Point annotation dataset records
-*-*-

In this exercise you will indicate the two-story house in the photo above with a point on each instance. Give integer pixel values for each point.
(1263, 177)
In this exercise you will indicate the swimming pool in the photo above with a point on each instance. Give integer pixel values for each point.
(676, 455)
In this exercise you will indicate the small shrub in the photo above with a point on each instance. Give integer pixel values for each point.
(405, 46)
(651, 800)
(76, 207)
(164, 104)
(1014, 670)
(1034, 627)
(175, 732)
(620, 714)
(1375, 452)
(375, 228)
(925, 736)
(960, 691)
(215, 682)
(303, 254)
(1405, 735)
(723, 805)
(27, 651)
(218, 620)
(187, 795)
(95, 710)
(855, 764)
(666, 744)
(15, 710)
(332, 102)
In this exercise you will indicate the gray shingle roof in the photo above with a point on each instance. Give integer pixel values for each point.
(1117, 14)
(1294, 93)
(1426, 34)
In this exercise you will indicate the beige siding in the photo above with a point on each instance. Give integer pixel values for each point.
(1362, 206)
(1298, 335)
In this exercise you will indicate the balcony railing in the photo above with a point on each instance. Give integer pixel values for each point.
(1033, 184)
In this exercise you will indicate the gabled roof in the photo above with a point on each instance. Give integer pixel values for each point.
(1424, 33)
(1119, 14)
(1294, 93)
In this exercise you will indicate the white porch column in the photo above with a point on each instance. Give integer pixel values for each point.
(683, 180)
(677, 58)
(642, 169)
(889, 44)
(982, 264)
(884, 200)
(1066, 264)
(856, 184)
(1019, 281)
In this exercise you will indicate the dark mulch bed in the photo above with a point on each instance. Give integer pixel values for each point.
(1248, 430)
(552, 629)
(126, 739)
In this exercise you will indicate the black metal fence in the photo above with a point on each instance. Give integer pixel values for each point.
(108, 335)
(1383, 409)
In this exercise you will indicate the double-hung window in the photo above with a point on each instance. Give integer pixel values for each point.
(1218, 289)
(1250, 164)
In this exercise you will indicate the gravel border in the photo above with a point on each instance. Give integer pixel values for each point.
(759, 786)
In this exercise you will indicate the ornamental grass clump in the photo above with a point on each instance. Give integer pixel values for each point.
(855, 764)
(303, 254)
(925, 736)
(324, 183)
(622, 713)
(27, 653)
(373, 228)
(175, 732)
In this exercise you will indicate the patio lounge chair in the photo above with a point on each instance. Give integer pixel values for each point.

-*-*-

* [Requirements] Revise the listing above by changing every "integer pixel values" to "whole-number pixel coordinates" and leaving all other text unchanged.

* [Answer]
In this exercise you will indicate the two-story house in the photo above with a point on each instance. Give whole-number pixel coordinates for each point.
(1263, 177)
In this exercise you will indicate the swimming pool in the photo above with a point on each instance. Give whole-number pixel coordinates for each point.
(676, 455)
In this exercise you will indicate the small shrub in the photo above with a point on each instance. Give whole-number pixel coordinates for each point.
(405, 46)
(651, 800)
(76, 207)
(164, 104)
(1014, 670)
(1034, 627)
(175, 732)
(620, 714)
(1375, 452)
(375, 228)
(925, 736)
(960, 691)
(215, 682)
(303, 254)
(1405, 735)
(723, 805)
(27, 651)
(218, 620)
(187, 795)
(95, 710)
(855, 764)
(666, 744)
(15, 710)
(332, 102)
In this exercise you will indicate the gray shingle roof in the photo above with a point on each instance. Give whole-number pixel coordinates for each point.
(1117, 14)
(1294, 93)
(1426, 34)
In this exercise you will indicate the beige siding in the photo above with a point on each instance. Give whole-number pixel coordinates for each point.
(1362, 206)
(1298, 335)
In this exercise you will indicate the balcony railing in the photo above with a point on each instance. Give whole-number pixel coordinates for each point.
(1033, 184)
In this exercise you will indicate the gabled roof in the photo above with a point on each instance. Give whole-number pixel coordinates for each point.
(1424, 33)
(1119, 14)
(1294, 93)
In this exercise you will indicate the white porch column in the photo above with a point on each instance. Give whole-number pixel coordinates for each point.
(683, 180)
(677, 58)
(642, 169)
(889, 44)
(982, 264)
(884, 200)
(1066, 264)
(856, 184)
(1019, 281)
In this exercise you will indicate the dark mulch bed in the photo above with a point on each instance. Give whole-number pixel coordinates for each point.
(1248, 430)
(552, 629)
(126, 739)
In this exercise you will indicate the black metal fence in the photo above with a point on each instance. Give whole-number pixel coordinates for each point.
(108, 335)
(1383, 409)
In this exercise you will indicate the double-hung window in the photo above with a point on each instance. Give whole-number pixel coordinates for each point.
(1218, 289)
(1250, 164)
In this exercise you will indicate the gravel border in the photo above with a point on each instance. Give whole-number pixel coordinates for each point.
(759, 786)
In this exercise you will indicate the ornamental grass clump in the photo above with a point on each instance. Give whole-number pixel coordinates for each point.
(855, 764)
(303, 254)
(925, 736)
(324, 183)
(622, 713)
(27, 653)
(373, 228)
(175, 732)
In this exercise you will indicate the patio lounge chair in the photo above with a point on each instance. Give whole-number pixel coordinates for each point.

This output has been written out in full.